EXCERPTED TEXT
____________
Norwegian and Icelandic influences

Around 1870 many European immigrants from Norway settled in North Dakota's northeastern corner, especially near the Red River. Icelanders also arrived from Canada. Pembina was a town of many Norwegians when it was founded; they worked on family farms. They started Lutheran churches and schools, greatly outnumbering other denominations in the area. This group has unique foods such as lefse and lutefisk. The continent's largest Scandinavian event, Norsk Høstfest, is celebrated each September in Minot's North Dakota State Fair Center, a local attraction featuring art, architecture, and cultural artifacts from all five Nordic countries. The Icelandic State Park in Pembina County and an annual Icelandic festival reflect immigrants from that country, who are also descended from Scandinavians.

Old World folk customs have persisted for decades in North Dakota, with the revival of techniques in weaving, silver crafting, and wood carving. Traditional turf-roof houses are displayed in parks; this style originated in Iceland. A stave church is a landmark in Minot. Norwegian-Americans constitute nearly one-third or 32.3% of Minot's total population and 30.8% of North Dakota's total population.

Germans from Russia

Ethnic Germans who had settled in Russia for several generations since the reign of Catherine the Great grew dissatisfied in the nineteenth century because of economic problems and because of the revocation of religious freedoms for Mennonites and Hutterites, in particular the revocation of exemption from military service in 1871. Most Mennonites and Hutterites migrated to America in the late 1870s. By 1900, about 100,000 had immigrated to the U.S., settling primarily in North Dakota, South Dakota, Kansas, and Nebraska. The south-central part of North Dakota became known as "the German-Russian triangle". By 1910, about 60,000 ethnic Germans from Russia lived in Central North Dakota. These individuals were Lutherans, Mennonites, Hutterites and Roman Catholics who had kept most of their German customs of the time when their ancestors immigrated to Russia. They were committed to agriculture. Traditional iron cemetery grave markers are a famous art form practiced by ethnic Germans.

Fine and performing arts

North Dakota's major fine art museums and venues include the Chester Fritz Auditorium, Empire Arts Center, the Fargo Theatre, North Dakota Museum of Art, and the Plains Art Museum. The Bismarck-Mandan Symphony Orchestra, Fargo-Moorhead Symphony Orchestra, Greater Grand Forks Symphony Orchestra, Minot Symphony Orchestra and Great Plains Harmony Chorus are full-time professional and semi-professional musical ensembles who perform concerts and offer educational programs to the community.
____________
MATERIAL PROVIDED

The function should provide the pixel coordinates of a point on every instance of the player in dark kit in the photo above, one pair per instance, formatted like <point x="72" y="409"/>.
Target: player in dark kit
____________
YOUR TASKS
[1] Using the North Dakota passage, decide whether each statement agrees with it: (a) Norsk Høstfest takes place every September in Minot. (b) The turf-roof house style came from Norway. (c) Around 60,000 ethnic Germans from Russia lived in Central North Dakota by 1910. Answer yes or no for each, quoting the passage's deciding words.
[2] According to the North Dakota passage, what share of Minot's total population is Norwegian-American?
[3] Pick up the North Dakota passage after its final sentence and write what comes next.
The material has no connection to the North Dakota passage.

RESULTS BY TASK
[1]
(a) Yes: "is celebrated each September in Minot's North Dakota State Fair Center"
(b) No: "this style originated in Iceland"
(c) Yes: "By 1910, about 60,000 ethnic Germans from Russia lived in Central North Dakota"

[2] Nearly one-third, or 32.3%.

[3]
Entertainment

North Dakotan musicians of many genres include blues guitarist Jonny Lang, country music singer Lynn Anderson, jazz and traditional pop singer and songwriter Peggy Lee, big band leader Lawrence Welk, and pop singer Bobby Vee. The state is also home to Indie rock June Panic (of Fargo, signed to Secretly Canadian).

Hollywood and TV Star Angie Dickinson was born in Kulm and moved to Burbank, Ca as a ten year old. Ed Schultz was known around the country as the host of progressive talk radio show, The Ed Schultz Show, and The Ed Show on MSNBC. Shadoe Stevens hosted American Top 40 from 1988 to 1995. Josh Duhamel is an Emmy Award-winning actor known for his roles in All My Children and Las Vegas. Nicole Linkletter and CariDee English were winning contestants of Cycles 5 and 7, respectively, of America's Next Top Model. Kellan Lutz has appeared in movies such as Stick It, Accepted, Prom Night, and Twilight.

Cuisine

Sports

Bismarck was home of the Dakota Wizards of the NBA Development League, and currently hosts the Bismarck Bucks of the Indoor Football League.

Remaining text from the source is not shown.